Stored data entries

•••

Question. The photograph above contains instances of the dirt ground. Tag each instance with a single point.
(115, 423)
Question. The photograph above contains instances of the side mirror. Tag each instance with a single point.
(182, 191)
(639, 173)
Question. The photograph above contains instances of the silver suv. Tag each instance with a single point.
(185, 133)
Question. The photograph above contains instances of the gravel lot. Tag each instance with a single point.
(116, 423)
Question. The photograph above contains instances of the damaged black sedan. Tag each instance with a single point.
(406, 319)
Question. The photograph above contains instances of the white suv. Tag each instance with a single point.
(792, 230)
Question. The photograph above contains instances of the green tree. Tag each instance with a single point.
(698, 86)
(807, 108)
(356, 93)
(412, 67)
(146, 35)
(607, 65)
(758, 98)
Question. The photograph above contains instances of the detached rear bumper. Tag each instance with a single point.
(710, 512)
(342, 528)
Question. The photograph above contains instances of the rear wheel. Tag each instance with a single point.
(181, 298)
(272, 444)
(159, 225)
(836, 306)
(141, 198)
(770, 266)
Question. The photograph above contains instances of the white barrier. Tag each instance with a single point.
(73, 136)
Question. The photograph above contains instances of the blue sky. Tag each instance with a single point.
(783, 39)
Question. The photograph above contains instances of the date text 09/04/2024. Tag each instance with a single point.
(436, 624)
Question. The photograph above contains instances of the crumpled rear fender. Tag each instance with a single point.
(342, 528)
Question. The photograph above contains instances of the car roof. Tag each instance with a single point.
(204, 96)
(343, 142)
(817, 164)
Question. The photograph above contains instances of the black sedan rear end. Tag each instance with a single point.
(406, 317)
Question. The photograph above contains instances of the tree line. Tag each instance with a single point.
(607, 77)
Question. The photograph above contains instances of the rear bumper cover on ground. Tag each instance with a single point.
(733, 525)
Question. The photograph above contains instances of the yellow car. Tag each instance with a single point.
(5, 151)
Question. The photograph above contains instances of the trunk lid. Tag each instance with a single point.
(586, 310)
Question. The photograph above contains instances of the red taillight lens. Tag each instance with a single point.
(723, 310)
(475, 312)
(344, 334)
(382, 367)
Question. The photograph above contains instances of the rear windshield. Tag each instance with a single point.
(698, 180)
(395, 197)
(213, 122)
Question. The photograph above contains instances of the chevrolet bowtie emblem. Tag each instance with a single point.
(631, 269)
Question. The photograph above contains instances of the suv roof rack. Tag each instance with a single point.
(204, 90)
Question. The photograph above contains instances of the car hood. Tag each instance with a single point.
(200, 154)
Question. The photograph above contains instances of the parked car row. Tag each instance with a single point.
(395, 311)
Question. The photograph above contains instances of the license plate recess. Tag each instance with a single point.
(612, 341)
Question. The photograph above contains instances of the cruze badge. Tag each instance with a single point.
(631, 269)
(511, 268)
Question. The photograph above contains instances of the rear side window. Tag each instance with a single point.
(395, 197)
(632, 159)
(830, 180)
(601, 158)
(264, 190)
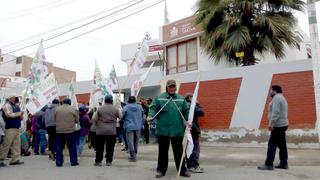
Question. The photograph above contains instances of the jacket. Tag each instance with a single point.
(132, 117)
(169, 120)
(106, 119)
(278, 111)
(65, 117)
(49, 116)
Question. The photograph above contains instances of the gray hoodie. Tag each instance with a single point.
(49, 116)
(278, 111)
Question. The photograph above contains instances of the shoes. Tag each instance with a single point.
(159, 175)
(132, 159)
(75, 164)
(2, 164)
(98, 164)
(185, 174)
(196, 169)
(265, 167)
(16, 163)
(282, 167)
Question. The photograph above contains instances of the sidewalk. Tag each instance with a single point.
(230, 155)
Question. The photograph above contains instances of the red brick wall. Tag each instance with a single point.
(297, 87)
(218, 99)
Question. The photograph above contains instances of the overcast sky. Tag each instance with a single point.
(21, 19)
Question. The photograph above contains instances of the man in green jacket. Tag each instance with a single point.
(168, 108)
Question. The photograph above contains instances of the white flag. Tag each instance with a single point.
(112, 80)
(140, 56)
(137, 85)
(72, 95)
(190, 119)
(100, 86)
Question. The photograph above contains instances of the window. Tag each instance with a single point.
(18, 74)
(19, 60)
(182, 57)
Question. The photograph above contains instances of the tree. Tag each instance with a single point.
(249, 26)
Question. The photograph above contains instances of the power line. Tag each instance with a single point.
(28, 13)
(66, 25)
(131, 14)
(75, 28)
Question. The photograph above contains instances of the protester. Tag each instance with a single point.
(146, 130)
(85, 126)
(51, 128)
(66, 117)
(40, 132)
(133, 124)
(106, 119)
(278, 125)
(12, 116)
(193, 161)
(169, 108)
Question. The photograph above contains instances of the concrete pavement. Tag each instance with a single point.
(220, 162)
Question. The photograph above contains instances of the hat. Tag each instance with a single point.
(11, 95)
(108, 98)
(82, 108)
(171, 82)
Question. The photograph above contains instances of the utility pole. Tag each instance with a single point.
(314, 38)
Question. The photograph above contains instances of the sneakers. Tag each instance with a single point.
(16, 163)
(98, 164)
(282, 167)
(197, 169)
(159, 175)
(185, 174)
(2, 164)
(132, 160)
(265, 167)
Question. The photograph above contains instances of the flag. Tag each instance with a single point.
(100, 87)
(136, 86)
(166, 18)
(190, 119)
(113, 79)
(72, 95)
(2, 99)
(140, 56)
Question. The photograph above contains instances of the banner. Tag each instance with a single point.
(72, 95)
(44, 93)
(137, 85)
(112, 80)
(100, 87)
(140, 56)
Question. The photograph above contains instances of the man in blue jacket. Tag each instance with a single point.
(133, 123)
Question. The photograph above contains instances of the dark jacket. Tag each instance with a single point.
(49, 116)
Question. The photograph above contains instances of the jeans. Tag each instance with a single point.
(163, 156)
(277, 139)
(132, 140)
(105, 140)
(70, 139)
(81, 144)
(40, 140)
(11, 141)
(51, 130)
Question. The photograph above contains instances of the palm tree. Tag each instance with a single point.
(249, 26)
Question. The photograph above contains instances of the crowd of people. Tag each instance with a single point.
(60, 124)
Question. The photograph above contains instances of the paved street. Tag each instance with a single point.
(219, 162)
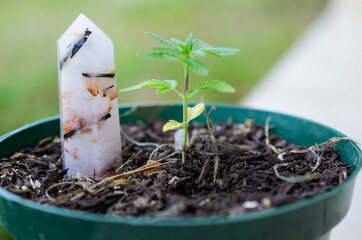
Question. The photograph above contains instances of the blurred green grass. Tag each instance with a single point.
(262, 29)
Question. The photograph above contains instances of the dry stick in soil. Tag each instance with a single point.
(311, 175)
(216, 159)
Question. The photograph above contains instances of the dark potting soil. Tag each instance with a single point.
(250, 175)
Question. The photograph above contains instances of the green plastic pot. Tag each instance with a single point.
(311, 219)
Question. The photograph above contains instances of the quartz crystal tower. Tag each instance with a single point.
(90, 131)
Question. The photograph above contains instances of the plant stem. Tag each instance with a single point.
(186, 87)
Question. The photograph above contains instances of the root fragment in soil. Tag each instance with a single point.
(255, 170)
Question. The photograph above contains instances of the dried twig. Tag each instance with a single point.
(216, 158)
(267, 141)
(308, 177)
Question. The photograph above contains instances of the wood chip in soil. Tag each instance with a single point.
(246, 178)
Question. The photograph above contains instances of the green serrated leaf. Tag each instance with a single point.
(158, 55)
(171, 83)
(161, 39)
(198, 53)
(177, 41)
(152, 83)
(199, 45)
(216, 85)
(213, 54)
(190, 93)
(194, 112)
(163, 91)
(171, 125)
(197, 66)
(166, 49)
(222, 51)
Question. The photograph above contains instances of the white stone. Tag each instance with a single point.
(91, 139)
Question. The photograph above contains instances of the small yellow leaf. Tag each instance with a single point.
(194, 112)
(171, 125)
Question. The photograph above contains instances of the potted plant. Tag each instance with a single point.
(312, 218)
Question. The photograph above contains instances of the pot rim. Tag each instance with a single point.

•••

What you will do → A verbatim copy of every entry is wanted; the pictures stay out of it.

Answer box →
Question. The photograph above contains instances of the dirt ground. Tag each instance with a single point.
(115, 423)
Question. The photograph above contains instances of the side mirror. Tag each instance with a single point.
(182, 191)
(639, 173)
Question. The photograph above contains instances of the silver suv. Tag each instance with a single point.
(185, 133)
Question. The photograph above contains instances of the gravel lot. Tag each instance with a single point.
(116, 423)
Question. The photograph above contains instances of the damaged black sedan. Tag each instance with a single point.
(406, 319)
Question. The photograph above contains instances of the white suv. Tag each instance with a single point.
(792, 230)
Question. The photograph above contains instances of the green tree. Tag each instance with a single point.
(698, 86)
(807, 108)
(356, 93)
(412, 67)
(146, 35)
(607, 65)
(758, 98)
Question. The photograph above contains instances of the detached rear bumper. Tag each instance with a single point.
(710, 512)
(342, 528)
Question. The photograph above contains instances of the rear wheel. Tag each instance with a single point.
(181, 298)
(272, 444)
(159, 225)
(836, 306)
(141, 198)
(770, 266)
Question. The photograph above contains instances of the white barrier. Tag each instance with a single point.
(73, 136)
Question. The photograph above contains instances of the blue sky. Tag each instance with a single point.
(783, 39)
Question. The photograph above contains instances of the date text 09/04/2024. Tag each instance with a single point.
(436, 624)
Question. The photograph above contains instances of the crumpled rear fender. Tag each instance with a single point.
(342, 528)
Question. The photograph above contains instances of the car roof. Tag each instance with a single point.
(204, 96)
(343, 142)
(817, 164)
Question. The photograph above contains instances of the black sedan rear end. Tag each instance with a single point.
(406, 317)
Question. The photograph above contains instances of the tree line. Tag each instance with a single point.
(607, 77)
Question. The photograph above contains instances of the rear bumper cover on ground. Tag each instance with a single point.
(733, 525)
Question. The photograph above contains instances of the yellow car. Tag each instance with a single point.
(5, 151)
Question. The photograph above contains instances of the trunk lid. Tag each instance with a single point.
(586, 310)
Question. The photograph above contains instances of the red taillight lens. Tag each instance with a single point.
(723, 310)
(475, 312)
(344, 334)
(382, 367)
Question. The photograph above contains instances of the rear windshield. Tag each instance with a single point.
(698, 180)
(395, 197)
(213, 122)
Question. The photograph above contains instances of the chevrolet bowtie emblem. Tag each instance with a single point.
(631, 269)
Question. The photograph above contains instances of the suv roof rack. Tag each instance with a single point.
(204, 90)
Question. The photograph above contains instances of the car hood. Tag each instance with a single point.
(200, 154)
Question. The photograph above contains instances of the parked car row. Tag each instance with a single point.
(395, 311)
Question. The photograph above contains instances of the license plate recess. Tag each instance with a single point.
(612, 341)
Question. The photograph above contains instances of the cruze badge. Tag each instance with a single point.
(631, 269)
(511, 268)
Question. The photograph above contains instances of the rear side window. Tag each instance with a single point.
(395, 197)
(632, 159)
(830, 180)
(601, 158)
(264, 190)
Question. The photograph above contains instances of the jacket. Tag each instance with a single point.
(132, 117)
(169, 120)
(106, 119)
(278, 111)
(65, 117)
(49, 116)
Question. The photograph above contains instances of the gray hoodie. Tag each instance with a single point.
(49, 116)
(278, 111)
Question. The photograph above contains instances of the shoes. Tag each instance with a single point.
(159, 175)
(132, 159)
(75, 164)
(2, 164)
(98, 164)
(185, 174)
(196, 169)
(265, 167)
(16, 163)
(282, 167)
Question. The photograph above contains instances of the sidewalk. Tag each instance with a single point.
(230, 155)
Question. The photograph above contains instances of the red brick wall. Tag each instance with a single point.
(297, 87)
(218, 99)
Question. The photograph above contains instances of the overcast sky. Tag each instance with a single point.
(21, 19)
Question. The photograph above contains instances of the man in green jacket. Tag each instance with a single point.
(168, 108)
Question. The photograph above contains instances of the white flag. Tag each instance with a single point.
(112, 80)
(140, 56)
(137, 85)
(72, 95)
(190, 119)
(100, 86)
Question. The photograph above contains instances of the window. Tag each instance with a single point.
(18, 74)
(19, 60)
(182, 57)
Question. The photograph above contains instances of the tree. Tag each instance with a single point.
(249, 26)
Question. The photograph above contains instances of the power line. Tag each instance with a single point.
(28, 13)
(66, 25)
(131, 14)
(75, 28)
Question. The photograph above contains instances of the protester. Tag each instance with a single point.
(146, 130)
(85, 126)
(51, 128)
(66, 117)
(40, 132)
(133, 124)
(106, 119)
(278, 125)
(12, 116)
(193, 161)
(169, 108)
Question. The photograph above contains instances of the concrete pavement. Tag each instance with a single point.
(220, 162)
Question. The photograph above contains instances of the hat. Tag each instance with a single point.
(11, 95)
(108, 98)
(82, 108)
(171, 82)
Question. The photograph above contains instances of the utility pole. Tag each instance with a single point.
(314, 38)
Question. The photograph above contains instances of the sneakers. Tag each instance with a single point.
(16, 163)
(98, 164)
(282, 167)
(197, 169)
(159, 175)
(185, 174)
(2, 164)
(132, 160)
(265, 167)
Question. The photograph above contains instances of the flag. Tag each instance with a single point.
(100, 87)
(136, 86)
(166, 18)
(190, 119)
(113, 79)
(72, 95)
(2, 99)
(140, 56)
Question. The photograph above contains instances of the banner. Tag each instance with a single point.
(72, 95)
(44, 93)
(137, 85)
(112, 80)
(100, 87)
(140, 56)
Question. The photograph above contains instances of the man in blue jacket. Tag each instance with a single point.
(133, 123)
Question. The photograph above contains instances of the dark jacket. Tag each instance with a single point.
(49, 116)
Question. The photograph above contains instances of the jeans. Tag each instance with a single point.
(163, 156)
(277, 139)
(132, 140)
(105, 140)
(70, 139)
(81, 144)
(40, 140)
(11, 141)
(51, 130)
Question. The photograph above contains instances of the palm tree. Tag each instance with a single point.
(249, 26)
Question. The photograph above contains instances of the crowd of people. Tag each instance with a single point.
(60, 124)
Question. The photograph above contains instances of the paved street. Tag each instance with a single point.
(219, 162)
Question. The photograph above contains instances of the blurred green grass. Tag each instance with a single point.
(262, 29)
Question. The photograph above contains instances of the dry stick in soil. Tag each instance with a single point.
(311, 175)
(216, 159)
Question. The photograph above contains instances of the dark potting soil. Tag each instance with a single point.
(250, 175)
Question. The photograph above contains instances of the green plastic pot. Tag each instance with a single point.
(311, 219)
Question. The photograph above contains instances of the quartz crystal tower. Tag each instance with a single point.
(90, 131)
Question. The photograph above contains instances of the plant stem. Tag each instance with a single point.
(186, 87)
Question. The photograph above contains instances of the root fragment in soil. Tag each instance with a single point.
(255, 170)
Question. The photograph above contains instances of the dried twig. Tag each instance with a single point.
(216, 158)
(267, 141)
(308, 177)
Question. The photograph above contains instances of the wood chip in soil. Tag each instance with a single point.
(246, 178)
Question. The photograph above contains instances of the green serrated leaf. Tag each instance with a single point.
(158, 55)
(171, 83)
(161, 39)
(198, 53)
(177, 41)
(152, 83)
(199, 45)
(216, 85)
(213, 54)
(190, 93)
(194, 112)
(163, 91)
(171, 125)
(197, 66)
(166, 49)
(222, 51)
Question. The photograph above contains instances of the white stone. Tag each instance with a single point.
(91, 139)
Question. The photograph above contains instances of the small yellow leaf. Tag each instance with a single point.
(194, 112)
(171, 125)
Question. The photograph above contains instances of the potted plant. Tag each instance with a single point.
(312, 218)
Question. The photograph above contains instances of the pot rim. Tag each instance with a single point.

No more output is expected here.